── Document section ──

When construed together, subsections 2 and 6 of section 2, as amended by Acts 1933, 1st Called Sess., c. 12, § 1 (Vernon's Ann.Civ.St. art. 7057a, § 2, subd. 2, 6), clearly impose the tax "ratably" against "all interested parties, including royalty interests," and make the producer primarily liable for the payment of the tax. The language that "the tax herein levied shall be borne ratably by all interested parties, including royalty interests," is clear and means that the tax is levied ratably or in proportion to the interest each party has in the oil produced. The language of subsection 6 of section 2, as amended (Vernon's Ann.Civ.St. art. 7057a, § 2, subd. 6), that the "producers and/or purchasers of oil are hereby authorized and required to withhold from any payment due interested parties, the proportionate tax due," is also clear and means that a portion of the tax is due from each interested party. If the tax had been levied against the purchaser only, different language would have been employed by the Legislature. There was no reason for providing that the tax be paid ratably or proportionately by all interested parties, if the Legislature had intended to levy the tax against the producer only. The act clearly designates the parties against whom the tax is levied, the amount each is to pay, and other incidences of the tax.

The provision that "the tax hereby levied shall be a liability of the producer" does not mean that the tax is levied only against the producer. This provision must be construed together with the other provisions of the act which declare that the tax is levied against all interested parties ratably or in proportion to their respective interests in the oil produced.

───

Stated problem ::
Update the tax passage, beginning at the words "The provision that" and stopping after "interests in the oil produced.", with "producer" swapped for "operator". These items come from a different source than the tax passage.

── Dataset content ──

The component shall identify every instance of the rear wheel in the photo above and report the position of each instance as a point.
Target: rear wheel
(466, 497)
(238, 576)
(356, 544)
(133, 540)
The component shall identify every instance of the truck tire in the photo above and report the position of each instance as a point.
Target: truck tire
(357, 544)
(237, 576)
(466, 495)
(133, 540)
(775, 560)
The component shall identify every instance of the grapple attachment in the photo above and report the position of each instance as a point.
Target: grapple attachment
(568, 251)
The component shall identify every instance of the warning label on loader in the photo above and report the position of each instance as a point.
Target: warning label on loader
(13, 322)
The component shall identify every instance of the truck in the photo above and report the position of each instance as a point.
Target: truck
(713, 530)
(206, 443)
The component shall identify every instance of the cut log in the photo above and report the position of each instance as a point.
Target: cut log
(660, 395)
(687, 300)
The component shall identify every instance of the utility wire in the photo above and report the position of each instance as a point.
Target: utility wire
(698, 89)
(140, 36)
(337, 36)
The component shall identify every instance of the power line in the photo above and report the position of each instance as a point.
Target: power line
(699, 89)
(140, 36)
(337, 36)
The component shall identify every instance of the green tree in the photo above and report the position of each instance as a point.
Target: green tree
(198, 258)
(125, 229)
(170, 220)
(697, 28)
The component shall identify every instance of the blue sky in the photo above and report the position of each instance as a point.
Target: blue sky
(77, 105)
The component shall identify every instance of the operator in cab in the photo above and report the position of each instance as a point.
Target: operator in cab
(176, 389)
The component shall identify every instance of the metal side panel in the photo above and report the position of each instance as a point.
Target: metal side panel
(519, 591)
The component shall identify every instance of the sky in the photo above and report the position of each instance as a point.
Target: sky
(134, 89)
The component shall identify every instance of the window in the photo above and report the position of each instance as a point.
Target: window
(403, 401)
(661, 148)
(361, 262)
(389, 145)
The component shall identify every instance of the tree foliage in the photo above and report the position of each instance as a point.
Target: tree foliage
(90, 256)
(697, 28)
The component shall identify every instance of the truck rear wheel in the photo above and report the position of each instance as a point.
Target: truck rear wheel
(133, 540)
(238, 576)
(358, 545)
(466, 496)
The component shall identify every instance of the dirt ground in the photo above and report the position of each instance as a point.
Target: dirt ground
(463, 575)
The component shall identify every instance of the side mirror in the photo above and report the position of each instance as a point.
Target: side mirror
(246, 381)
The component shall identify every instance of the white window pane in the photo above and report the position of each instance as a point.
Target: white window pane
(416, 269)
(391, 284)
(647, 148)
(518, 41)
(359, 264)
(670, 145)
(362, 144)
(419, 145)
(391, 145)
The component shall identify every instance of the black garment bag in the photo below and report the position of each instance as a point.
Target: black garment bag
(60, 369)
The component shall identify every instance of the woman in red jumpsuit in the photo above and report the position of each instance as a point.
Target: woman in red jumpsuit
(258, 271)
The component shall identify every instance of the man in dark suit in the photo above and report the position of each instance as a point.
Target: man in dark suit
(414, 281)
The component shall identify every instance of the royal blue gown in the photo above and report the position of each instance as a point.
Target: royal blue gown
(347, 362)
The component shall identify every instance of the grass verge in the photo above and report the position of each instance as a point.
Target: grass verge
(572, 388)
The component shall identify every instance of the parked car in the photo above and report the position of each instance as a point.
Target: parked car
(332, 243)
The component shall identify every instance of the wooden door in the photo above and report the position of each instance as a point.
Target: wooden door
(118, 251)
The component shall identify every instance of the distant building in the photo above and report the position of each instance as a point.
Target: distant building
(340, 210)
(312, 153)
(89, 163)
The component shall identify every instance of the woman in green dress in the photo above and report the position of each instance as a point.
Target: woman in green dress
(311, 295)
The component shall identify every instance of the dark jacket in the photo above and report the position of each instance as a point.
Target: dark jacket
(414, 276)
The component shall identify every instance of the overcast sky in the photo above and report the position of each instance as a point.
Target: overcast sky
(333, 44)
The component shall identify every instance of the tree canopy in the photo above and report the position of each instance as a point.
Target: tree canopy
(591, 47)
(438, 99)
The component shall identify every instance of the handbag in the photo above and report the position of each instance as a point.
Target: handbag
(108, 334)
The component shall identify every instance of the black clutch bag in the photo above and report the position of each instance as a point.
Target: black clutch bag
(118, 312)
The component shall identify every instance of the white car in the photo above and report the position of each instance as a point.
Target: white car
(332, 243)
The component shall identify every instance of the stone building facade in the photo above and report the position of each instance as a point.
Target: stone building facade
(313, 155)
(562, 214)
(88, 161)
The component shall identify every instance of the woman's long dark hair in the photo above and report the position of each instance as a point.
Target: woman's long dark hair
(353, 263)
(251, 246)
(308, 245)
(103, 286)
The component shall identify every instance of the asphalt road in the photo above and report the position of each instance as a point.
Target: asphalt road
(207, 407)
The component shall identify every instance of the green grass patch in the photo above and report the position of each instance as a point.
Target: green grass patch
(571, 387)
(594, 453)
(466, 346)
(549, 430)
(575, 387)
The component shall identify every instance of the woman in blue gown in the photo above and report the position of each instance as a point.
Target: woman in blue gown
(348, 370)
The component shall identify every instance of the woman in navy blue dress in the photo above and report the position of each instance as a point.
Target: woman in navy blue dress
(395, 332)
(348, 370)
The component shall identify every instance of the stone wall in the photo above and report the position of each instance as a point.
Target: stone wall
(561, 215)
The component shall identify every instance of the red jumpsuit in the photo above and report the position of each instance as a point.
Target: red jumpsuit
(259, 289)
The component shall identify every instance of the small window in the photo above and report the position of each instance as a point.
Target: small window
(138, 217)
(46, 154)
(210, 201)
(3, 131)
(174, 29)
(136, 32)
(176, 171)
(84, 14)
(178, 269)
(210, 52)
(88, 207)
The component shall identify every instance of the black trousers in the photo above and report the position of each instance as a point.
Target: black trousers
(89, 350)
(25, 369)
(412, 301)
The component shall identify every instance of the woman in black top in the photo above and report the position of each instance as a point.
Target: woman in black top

───

Result of this exercise ::
The provision that "the tax hereby levied shall be a liability of the operator" does not mean that the tax is levied only against the operator. This provision must be construed together with the other provisions of the act which declare that the tax is levied against all interested parties ratably or in proportion to their respective interests in the oil produced.